- **WORK TO COMPLETE**
Could you print every record below exactly as it appears?

- **DATA TO USE**
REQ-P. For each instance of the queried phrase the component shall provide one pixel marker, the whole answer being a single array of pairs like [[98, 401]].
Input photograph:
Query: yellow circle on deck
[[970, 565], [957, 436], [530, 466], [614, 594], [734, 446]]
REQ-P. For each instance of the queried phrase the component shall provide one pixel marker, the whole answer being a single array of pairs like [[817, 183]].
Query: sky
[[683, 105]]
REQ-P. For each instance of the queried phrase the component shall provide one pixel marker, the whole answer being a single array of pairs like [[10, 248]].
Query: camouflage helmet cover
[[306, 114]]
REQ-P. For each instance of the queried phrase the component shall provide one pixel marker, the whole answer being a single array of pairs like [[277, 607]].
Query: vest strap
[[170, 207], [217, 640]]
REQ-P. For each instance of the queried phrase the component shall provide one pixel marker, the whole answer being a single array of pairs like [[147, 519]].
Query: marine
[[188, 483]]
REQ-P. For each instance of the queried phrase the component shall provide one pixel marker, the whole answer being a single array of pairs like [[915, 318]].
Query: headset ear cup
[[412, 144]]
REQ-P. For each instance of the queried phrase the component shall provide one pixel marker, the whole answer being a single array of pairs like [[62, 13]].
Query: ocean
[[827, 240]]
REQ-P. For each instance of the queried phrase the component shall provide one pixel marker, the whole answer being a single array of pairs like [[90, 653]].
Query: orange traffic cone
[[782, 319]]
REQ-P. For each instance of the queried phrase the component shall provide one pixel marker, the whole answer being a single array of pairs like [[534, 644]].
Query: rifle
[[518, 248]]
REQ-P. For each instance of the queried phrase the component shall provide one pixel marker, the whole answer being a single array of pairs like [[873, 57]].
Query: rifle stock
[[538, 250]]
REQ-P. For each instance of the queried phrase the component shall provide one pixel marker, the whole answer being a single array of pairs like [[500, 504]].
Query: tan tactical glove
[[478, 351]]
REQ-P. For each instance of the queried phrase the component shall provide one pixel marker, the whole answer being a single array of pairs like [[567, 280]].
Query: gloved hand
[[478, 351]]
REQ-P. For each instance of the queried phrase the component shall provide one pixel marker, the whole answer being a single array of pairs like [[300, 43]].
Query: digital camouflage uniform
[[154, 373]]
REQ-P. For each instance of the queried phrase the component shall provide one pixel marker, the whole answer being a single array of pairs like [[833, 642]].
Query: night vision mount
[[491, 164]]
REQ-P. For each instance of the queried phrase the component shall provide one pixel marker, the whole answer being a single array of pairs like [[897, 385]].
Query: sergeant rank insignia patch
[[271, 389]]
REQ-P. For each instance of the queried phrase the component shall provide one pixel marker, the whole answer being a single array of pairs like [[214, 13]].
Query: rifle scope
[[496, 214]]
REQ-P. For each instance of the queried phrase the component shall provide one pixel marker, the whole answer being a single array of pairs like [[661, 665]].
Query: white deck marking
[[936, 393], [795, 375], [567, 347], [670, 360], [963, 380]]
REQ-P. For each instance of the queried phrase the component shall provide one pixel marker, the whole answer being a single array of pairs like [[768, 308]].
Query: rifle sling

- **RESULT**
REQ-P. For each instance of the queried phrase the component shall provide one pixel marker, the whole answer being a single array of pairs like [[98, 401]].
Input photograph:
Query: yellow circle on deck
[[970, 565], [957, 436], [530, 466], [614, 594], [734, 446]]
REQ-P. For each instance of the queried phrase the component shall provide one pixel marker, the whole answer being a single array of pairs like [[817, 183]].
Query: sky
[[683, 105]]
REQ-P. For each instance of the queried phrase the component shall provide one pixel marker, the whole answer being a single array of pairs like [[10, 248]].
Query: camouflage helmet cover
[[306, 114]]
REQ-P. For each instance of the queried phrase the component shall provide one pixel marker, the whole answer being a single array of pairs like [[277, 607]].
Query: vest strap
[[170, 207], [217, 640]]
REQ-P. For each instance of the queried phrase the component shall provide one pixel marker, the whole answer being a single array of pairs like [[147, 519]].
Query: marine
[[188, 483]]
REQ-P. For each instance of the queried phrase the component shall provide one pixel marker, the whole answer being a single array of pairs like [[915, 318]].
Query: headset ear cup
[[412, 144]]
REQ-P. For each instance of the queried phrase the component shall provide one pixel marker, the whole answer being a single array of pairs like [[62, 13]].
Query: ocean
[[827, 240]]
REQ-P. For each instance of the queried phrase the component shall provide one pixel marker, the whole answer being a single array of pairs like [[90, 653]].
Query: orange traffic cone
[[782, 319]]
REQ-P. For each instance of the queried phrase the component shall provide one pixel marker, the whole answer being a single array of pairs like [[534, 644]].
Query: rifle
[[518, 248]]
REQ-P. For each instance of the queried phrase the component shall provide one pixel marker, the whole answer being a single array of pairs like [[873, 57]].
Query: rifle stock
[[538, 250]]
REQ-P. For each instance of the queried phrase the component shall provide one pixel marker, the whole answer being a single array of pairs like [[500, 504]].
Query: tan tactical glove
[[478, 351]]
REQ-P. For each instance of the queried phrase the component shall provide one pixel marker, the whole answer being a single array of pairs like [[567, 280]].
Query: gloved hand
[[478, 351]]
REQ-P. For each instance of the queried phrase the component shall provide one pixel marker, the whole answer being a single array of pairs like [[300, 43]].
Query: digital camouflage uniform
[[154, 373]]
REQ-P. For each instance of the queried phrase the component shall provide one pixel marker, the whole answer being a single array of pairs like [[833, 642]].
Query: night vision mount
[[491, 164]]
REQ-P. For each instance of the queried phrase the component shall provide one pixel marker, the whole answer being a single array of pairs like [[897, 385]].
Query: sergeant rank insignia patch
[[271, 389]]
REQ-P. For each instance of the queried phrase the component shall provide one pixel marker, the whole answer being a single array of pairs like [[214, 13]].
Query: rifle scope
[[496, 214]]
REQ-P. For each instance of the queried phrase the component shall provide one pixel marker, the whole answer being a single array of pairs like [[661, 665]].
Query: white deck marking
[[936, 393], [795, 375], [567, 347], [670, 360], [963, 380]]
REQ-P. For each instance of the queried phrase the component shall provide one pixel marker, the whole answer being a single array of pairs like [[768, 308]].
Query: rifle sling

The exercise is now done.